[[ STORED DATA open ]]
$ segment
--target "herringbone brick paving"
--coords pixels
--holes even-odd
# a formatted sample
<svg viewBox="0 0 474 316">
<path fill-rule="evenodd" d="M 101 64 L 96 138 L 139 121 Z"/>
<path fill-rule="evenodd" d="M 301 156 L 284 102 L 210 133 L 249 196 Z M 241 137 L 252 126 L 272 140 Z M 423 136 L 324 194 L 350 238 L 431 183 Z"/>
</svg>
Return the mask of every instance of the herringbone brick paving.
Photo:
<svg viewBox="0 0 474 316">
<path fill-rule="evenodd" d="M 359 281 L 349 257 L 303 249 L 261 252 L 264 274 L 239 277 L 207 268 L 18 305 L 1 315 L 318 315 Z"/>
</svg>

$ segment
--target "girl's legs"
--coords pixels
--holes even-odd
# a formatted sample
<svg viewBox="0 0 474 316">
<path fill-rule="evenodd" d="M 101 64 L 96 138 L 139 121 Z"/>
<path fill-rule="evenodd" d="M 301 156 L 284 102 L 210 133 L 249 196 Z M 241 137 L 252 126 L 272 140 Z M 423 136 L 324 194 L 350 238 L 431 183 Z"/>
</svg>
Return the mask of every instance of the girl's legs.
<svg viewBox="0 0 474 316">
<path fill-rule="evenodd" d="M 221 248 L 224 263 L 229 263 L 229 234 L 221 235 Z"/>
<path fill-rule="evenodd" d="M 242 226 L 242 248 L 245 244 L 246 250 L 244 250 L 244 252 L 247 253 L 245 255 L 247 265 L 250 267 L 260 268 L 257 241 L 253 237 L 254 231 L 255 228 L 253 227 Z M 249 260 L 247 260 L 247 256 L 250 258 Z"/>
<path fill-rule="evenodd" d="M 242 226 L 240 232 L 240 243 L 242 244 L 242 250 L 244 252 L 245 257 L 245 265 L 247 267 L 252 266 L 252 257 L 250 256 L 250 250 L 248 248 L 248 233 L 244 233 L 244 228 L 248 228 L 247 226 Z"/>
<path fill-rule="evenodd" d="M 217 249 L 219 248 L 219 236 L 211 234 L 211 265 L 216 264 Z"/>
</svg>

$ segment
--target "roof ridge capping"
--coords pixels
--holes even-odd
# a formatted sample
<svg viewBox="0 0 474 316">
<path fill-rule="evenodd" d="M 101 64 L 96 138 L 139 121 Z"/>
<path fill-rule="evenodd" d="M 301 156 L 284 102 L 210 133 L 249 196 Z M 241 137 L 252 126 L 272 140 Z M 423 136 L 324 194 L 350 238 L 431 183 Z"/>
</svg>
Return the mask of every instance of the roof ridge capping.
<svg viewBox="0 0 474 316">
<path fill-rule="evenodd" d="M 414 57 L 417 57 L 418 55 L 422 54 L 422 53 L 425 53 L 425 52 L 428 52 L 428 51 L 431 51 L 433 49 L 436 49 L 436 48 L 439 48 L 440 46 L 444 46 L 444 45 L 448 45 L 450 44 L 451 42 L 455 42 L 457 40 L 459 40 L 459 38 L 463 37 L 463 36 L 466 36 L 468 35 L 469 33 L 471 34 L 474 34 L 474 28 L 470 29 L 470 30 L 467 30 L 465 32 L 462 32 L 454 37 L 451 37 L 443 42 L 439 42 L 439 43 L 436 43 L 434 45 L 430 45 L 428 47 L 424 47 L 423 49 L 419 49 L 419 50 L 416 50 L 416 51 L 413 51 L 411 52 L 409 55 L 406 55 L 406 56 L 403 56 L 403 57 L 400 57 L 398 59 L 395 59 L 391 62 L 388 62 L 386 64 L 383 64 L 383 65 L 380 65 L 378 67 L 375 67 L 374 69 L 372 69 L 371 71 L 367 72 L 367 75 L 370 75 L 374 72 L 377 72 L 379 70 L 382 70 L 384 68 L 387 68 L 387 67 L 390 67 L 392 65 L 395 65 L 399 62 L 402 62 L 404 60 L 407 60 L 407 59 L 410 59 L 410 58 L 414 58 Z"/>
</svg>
[[ STORED DATA closed ]]
WHAT TO DO
Reproduce the data above in full, with no line missing.

EXERCISE RESPONSE
$ segment
--target "herringbone brick paving"
--coords pixels
--holes even-odd
# a formatted sample
<svg viewBox="0 0 474 316">
<path fill-rule="evenodd" d="M 101 64 L 96 138 L 139 121 Z"/>
<path fill-rule="evenodd" d="M 301 156 L 284 102 L 210 133 L 249 196 Z M 241 137 L 252 126 L 272 140 Z M 423 136 L 324 194 L 350 238 L 431 183 Z"/>
</svg>
Return the mask of every instance of the herringbone brick paving.
Photo:
<svg viewBox="0 0 474 316">
<path fill-rule="evenodd" d="M 359 281 L 349 257 L 303 249 L 261 252 L 264 274 L 239 277 L 207 268 L 18 305 L 1 315 L 318 315 Z"/>
</svg>

$ segment
--target "girl's legs"
--coords pixels
--holes even-odd
# a formatted sample
<svg viewBox="0 0 474 316">
<path fill-rule="evenodd" d="M 101 64 L 96 138 L 139 121 Z"/>
<path fill-rule="evenodd" d="M 301 156 L 284 102 L 210 133 L 249 196 Z M 241 137 L 252 126 L 272 140 Z M 423 136 L 324 194 L 350 238 L 431 183 Z"/>
</svg>
Return the mask of every instance of the girl's legs.
<svg viewBox="0 0 474 316">
<path fill-rule="evenodd" d="M 221 248 L 224 263 L 229 263 L 229 234 L 221 235 Z"/>
<path fill-rule="evenodd" d="M 242 226 L 242 248 L 245 244 L 246 250 L 244 250 L 244 252 L 247 253 L 245 255 L 247 265 L 250 267 L 260 268 L 257 241 L 253 237 L 254 231 L 255 228 L 253 227 Z M 249 260 L 247 260 L 247 256 L 250 258 Z"/>
<path fill-rule="evenodd" d="M 242 226 L 240 232 L 240 243 L 242 244 L 242 250 L 244 252 L 245 257 L 245 265 L 247 267 L 252 266 L 252 257 L 250 256 L 250 250 L 248 248 L 248 233 L 244 233 L 244 228 L 248 228 L 247 226 Z"/>
<path fill-rule="evenodd" d="M 217 249 L 219 248 L 219 236 L 211 234 L 211 265 L 216 264 Z"/>
</svg>

$ segment
--target "roof ridge capping"
--coords pixels
--holes even-odd
# a formatted sample
<svg viewBox="0 0 474 316">
<path fill-rule="evenodd" d="M 101 64 L 96 138 L 139 121 Z"/>
<path fill-rule="evenodd" d="M 301 156 L 284 102 L 210 133 L 249 196 Z M 241 137 L 252 126 L 272 140 Z M 423 136 L 324 194 L 350 238 L 431 183 Z"/>
</svg>
Return the mask of every instance of the roof ridge capping.
<svg viewBox="0 0 474 316">
<path fill-rule="evenodd" d="M 414 57 L 417 57 L 418 55 L 422 54 L 422 53 L 425 53 L 425 52 L 428 52 L 428 51 L 431 51 L 433 49 L 436 49 L 436 48 L 439 48 L 440 46 L 444 46 L 444 45 L 448 45 L 450 44 L 451 42 L 455 42 L 457 40 L 459 40 L 459 38 L 463 37 L 463 36 L 466 36 L 468 35 L 469 33 L 471 34 L 474 34 L 474 28 L 470 29 L 470 30 L 467 30 L 465 32 L 462 32 L 454 37 L 451 37 L 443 42 L 439 42 L 439 43 L 436 43 L 434 45 L 430 45 L 428 47 L 424 47 L 423 49 L 419 49 L 419 50 L 416 50 L 416 51 L 413 51 L 411 52 L 409 55 L 406 55 L 406 56 L 403 56 L 403 57 L 400 57 L 398 59 L 395 59 L 391 62 L 388 62 L 386 64 L 383 64 L 383 65 L 380 65 L 378 67 L 375 67 L 374 69 L 372 69 L 371 71 L 367 72 L 367 75 L 370 75 L 374 72 L 377 72 L 379 70 L 382 70 L 384 68 L 387 68 L 387 67 L 390 67 L 392 65 L 395 65 L 399 62 L 402 62 L 404 60 L 407 60 L 407 59 L 410 59 L 410 58 L 414 58 Z"/>
</svg>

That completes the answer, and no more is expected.